◆ Work to complete ◆
A. Read the article on kiteboarding in South Florida and say whether each statement agrees with it: (i) hurricane season in South Florida runs from July to September; (ii) the wind at Kite beach in Jupiter is mostly offshore; (iii) during the windy period the water can reach 90 degrees. Answer yes or no for each, and quote the deciding words of the article.
B. List every North American place that the article on kiteboarding in South Florida names as one of the best kiteboarding travel locations in the world.
C. Extend the article on kiteboarding in South Florida, picking up right after its last sentence.

◆ Excerpt to read ◆
○ ○ ○ ○ ○ ○ ○

Kiteboarding in South Florida
Kiteboarding in South Florida
North America is home to some of the best kiteboarding travel locations in the world, including the Columbia River Gorge, South Padre Island, Cape Hatteras, and South Florida. South Florida sets itself apart due to its warm water and consistent tradewinds, among many other things. If you're looking for a relatively affordable kitesurfing destination, South Florida should be on your radar.
Within the South Florida kiteboarding community, kitesurfers have the ability to choose from a variety of conditions. From the Jupiter shorebreak to the beautiful flat waters of the Keys, your options are overwhelming. Although there are many locations to kiteboard in South Florida, I'm going to focus on those that you shouldn't miss while vacationing in the Sunshine State.
When Should You Go?
In South Florida, the most consistent conditions for kiteboarding fall between the months of November and April. Hurricane season runs from July to September - if you're looking for prime stormriding conditions, South Florida can be one of the best places to catch giant swell and strong winds. The tradewinds kick on in early winter, and run through late spring. These easterly breezes often bring constant 18-22 knots for several days in a row. It's windy almost every day during this period, and you'll find air temperatures ranging from the mid-60's to the high 80's, with the water from 70-80 degrees! Although the summer brings the doldrums to South Florida, you can still catch storms and random seabreezes in different locations.
Where Should You Go?
Jupiter, Florida is home to some of the world's top kiteboarding professionals such as Damien Leroy, John Modica, and Matt Collins - and for good reason. The wind tends to be a bit stronger and more consistent than most other kitesurfing spots on the Southwest coast of Florida. The added bonus of being almost above the lateral line of the Bahamas helps increase swell size and consistency. Simply put, Jupiter has some of the best wave-riding conditions you'll ever encounter. Kite beach in Jupiter, Florida is where you'll find most kiteboarders when the wind is up. The waves can be powerful and the wind is mostly on-shore here, so if you're looking for a spot that's more conducive for learning or beginners, I recommend heading further south to find some flatwater kiteboarding.

○ ○ ○ ○ ○ ○ ○

◆ Collected material ◆
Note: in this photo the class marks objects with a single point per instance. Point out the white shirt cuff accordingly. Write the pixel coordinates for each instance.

○ ○ ○ ○ ○ ○ ○

◆ Answers given ◆
A.
(i) Yes: "Hurricane season runs from July to September"
(ii) No: "the wind is mostly on-shore here"
(iii) No: "with the water from 70-80 degrees!"

B. Columbia River Gorge, South Padre Island, Cape Hatteras, South Florida

C.
Miami, Florida is the epicenter of international commerce for South Florida. With daily direct flights to locations all over the globe, you'll find thousands of people flocking to the beaches to enjoy the warm water and beautiful scenery - and I'm not talking about the palm trees. There are many locations throughout the Miami area that are prime for kiteboarding - from the waves of North Miami Beach to the flatwater of Crandon Park and Matheson Hammock, you can find any and all conditions within a short drive of Miami. The Fowey Rock NOAA buoy is an excellent tool to use for wind forecasts and actual conditions. The most popular kitesurfing location in Miami is Crandon Park, located just outside Downtown Miami on Key Biscayne. At Crandon, you'll find waist deep and clear water, due to its proximity to the open ocean and distance from Downtown. At low tide, you can find glass-flat conditions throughout the park. A couple hundred yards offshore, you'll find a sandbar that churns up some killer little waves to play on. Be sure to check with Miami Kiteboarding to get your daily pass before pumping up - although it is a regulated beach, Miami Kiteboarding keeps things in order so you can get the most enjoyment out of your session!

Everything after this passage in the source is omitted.